[Data pelabelan koordinat]
═══

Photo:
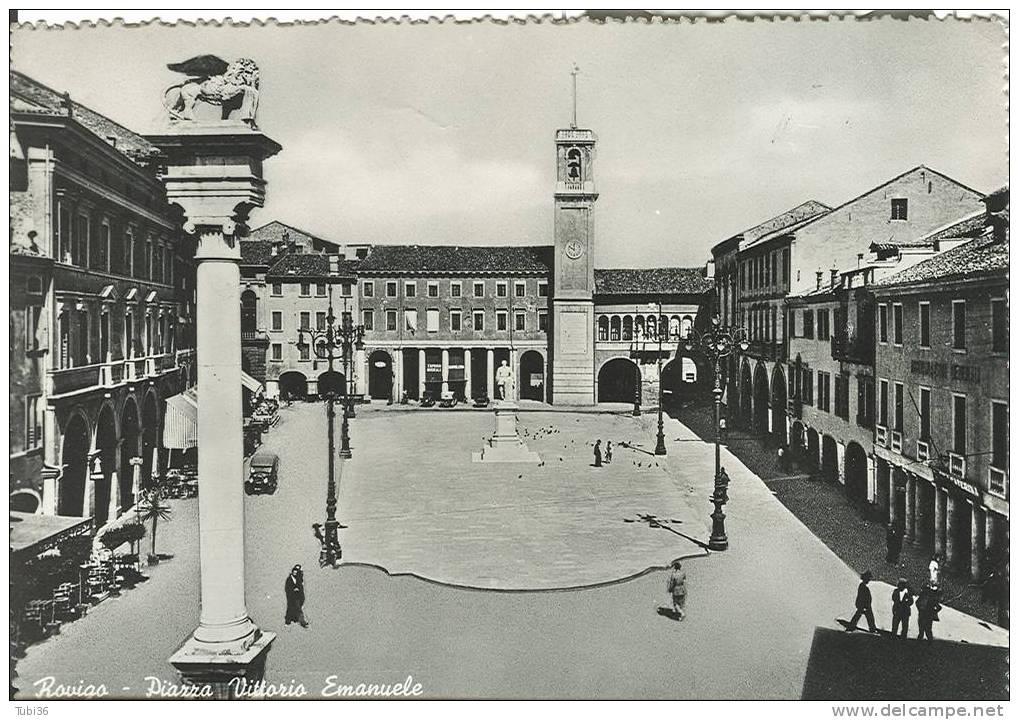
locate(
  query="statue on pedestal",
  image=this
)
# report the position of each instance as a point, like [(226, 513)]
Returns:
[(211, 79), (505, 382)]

═══

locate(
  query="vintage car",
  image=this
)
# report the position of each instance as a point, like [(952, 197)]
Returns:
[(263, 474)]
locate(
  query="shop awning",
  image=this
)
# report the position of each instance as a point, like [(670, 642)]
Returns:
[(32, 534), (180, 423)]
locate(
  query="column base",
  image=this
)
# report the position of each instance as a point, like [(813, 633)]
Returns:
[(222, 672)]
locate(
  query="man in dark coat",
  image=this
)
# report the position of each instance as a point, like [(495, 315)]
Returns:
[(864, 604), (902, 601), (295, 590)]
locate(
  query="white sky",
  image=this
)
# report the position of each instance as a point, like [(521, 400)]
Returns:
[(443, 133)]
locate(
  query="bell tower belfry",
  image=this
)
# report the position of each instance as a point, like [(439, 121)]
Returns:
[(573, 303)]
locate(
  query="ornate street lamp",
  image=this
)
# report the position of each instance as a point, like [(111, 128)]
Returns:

═══

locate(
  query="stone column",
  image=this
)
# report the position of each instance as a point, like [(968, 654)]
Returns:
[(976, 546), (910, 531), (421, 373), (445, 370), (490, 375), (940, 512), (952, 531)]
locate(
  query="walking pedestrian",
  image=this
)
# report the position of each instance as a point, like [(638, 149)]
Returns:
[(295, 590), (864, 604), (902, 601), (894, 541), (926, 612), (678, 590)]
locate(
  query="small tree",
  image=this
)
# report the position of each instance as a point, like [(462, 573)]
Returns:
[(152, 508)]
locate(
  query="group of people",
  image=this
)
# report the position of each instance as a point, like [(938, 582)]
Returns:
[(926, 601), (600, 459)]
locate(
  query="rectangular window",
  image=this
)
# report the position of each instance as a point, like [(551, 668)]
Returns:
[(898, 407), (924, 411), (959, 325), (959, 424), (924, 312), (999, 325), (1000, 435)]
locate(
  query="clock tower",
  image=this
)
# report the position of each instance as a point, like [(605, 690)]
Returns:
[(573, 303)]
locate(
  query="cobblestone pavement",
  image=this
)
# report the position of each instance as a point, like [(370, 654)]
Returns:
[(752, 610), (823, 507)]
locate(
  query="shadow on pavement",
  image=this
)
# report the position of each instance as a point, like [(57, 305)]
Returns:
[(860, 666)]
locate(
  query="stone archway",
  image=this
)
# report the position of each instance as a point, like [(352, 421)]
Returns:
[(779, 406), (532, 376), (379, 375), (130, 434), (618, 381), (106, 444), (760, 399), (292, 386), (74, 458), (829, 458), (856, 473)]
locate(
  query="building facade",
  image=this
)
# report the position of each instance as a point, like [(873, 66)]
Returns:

═══

Ekstrak setiap baris dari catatan di atas yang memuat kata "pavement", dengan memperhatikan huruf besar dan kecil.

Hasil Latihan
  query="cobblestone pavement",
  query="shadow on pavement",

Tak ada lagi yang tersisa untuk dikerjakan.